● **PROBLEMS TO WORK ON**
(1) Answer these about the post comparing Cassandra with HBase, one per line:
(a) What does the writer's team add in each software release that forces schema changes?
(b) What type of operation does the writer's application need in large numbers?
(c) Under the two-DC replication strategy, how many replicas does the writer understand will exist in the second DC?
(2) Pick up the forum post comparing Cassandra and HBase where it ends and keep writing it.

● **SOURCE**

I'm evaluating Cassandra and really like its simplicity and ease of maintenance compared to my other alternative which is HBase. While comparing the two products a few questions came up which I couldn't find answers to:
  1. Is the procedure described in the description of ticket CASSANDRA-44 really the way to do schema changes in the latest release? I'm not sure what's your thoughts about this but our experience is that every release of our software requires schema changes because we add new column families for indexes.
    Just as a note. The HBases way of managing schema seems to make much more sense than keeping it in configuration files that have to be deployed to all the nodes in the cluster. Any idea on the timeframe for 0.7?
  2. Our application needs a lot of range scans. Is there anything being done to improve the poor range scan performance as reflected here: http://www.brianfrankcooper.net/pubs/ycsb-v4.pdf ?
  3. What is the reason for the replication strategy with two DCs? As far as I understand it means that only one replica will exist in the second DC. It also means that quorum reads will fail when attempted on the second DC while the first DC is down. Am I missing something?

● **SUPPLIED DATA**
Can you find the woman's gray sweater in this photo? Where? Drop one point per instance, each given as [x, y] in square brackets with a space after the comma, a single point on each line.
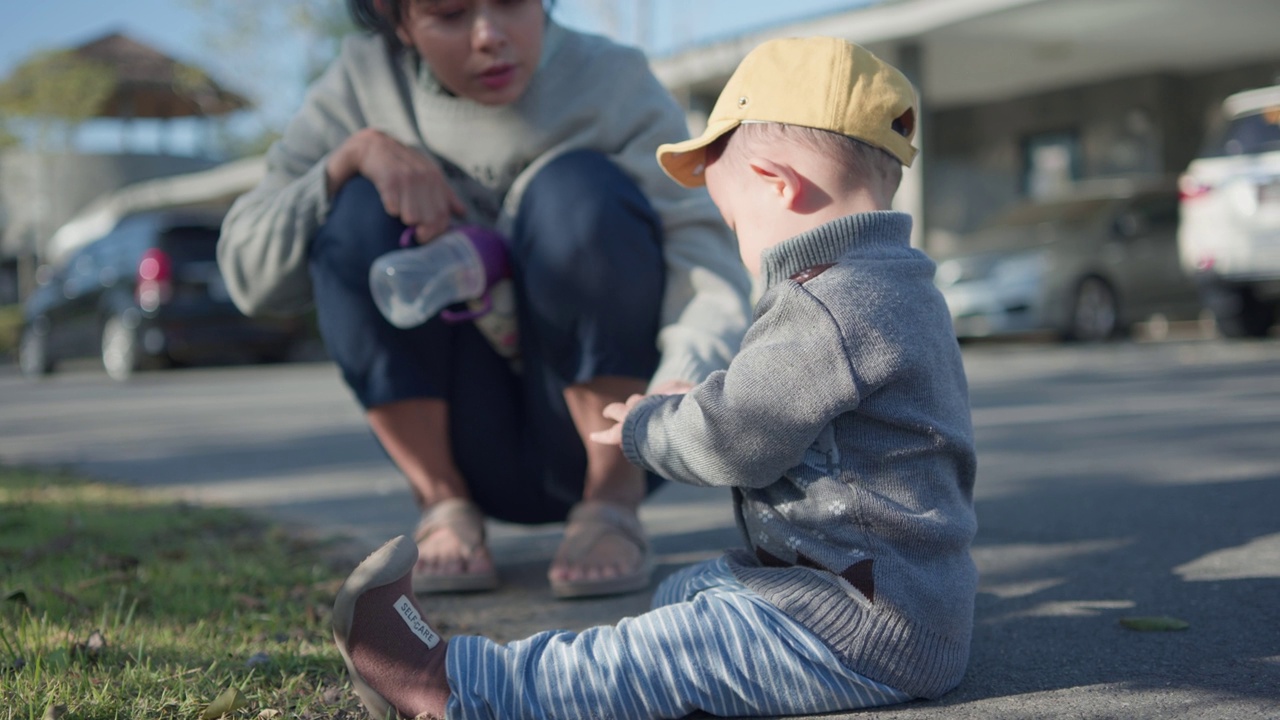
[588, 92]
[844, 428]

● **REPLIES**
(1)
(a) New column families for indexes.
(b) Range scans.
(c) Only one.

(2)
  4. Are there any plans to have a inter-cluster replication option? I mean having two clusters running in two DCs, each will be stand alone but they will replicate data between themselves. This can avoid the problem mentioned above, as well as avoid the high cost of inter-DC traffic when doing Read-Repairs for every read.
  5. From everything I've read I didn't understand if load balancing is local or global. In other words, what happens exactly when a new node is added? Will it only balance its two neighbors on the ring or will the re-balance propagate through the ring and all the nodes will be rebalanced evenly?
  6. I see that Hadoop support is coming in 0.6 but from following the ticket on Jira (CASSANDRA-342) I didn't understand if it will support the orderPreservingPartitioner or not.
  7. Do the clients have to be recompiled and deployed when a new version of Cassandra is deployed, or are new releases backward compatible?
Thanks for your help.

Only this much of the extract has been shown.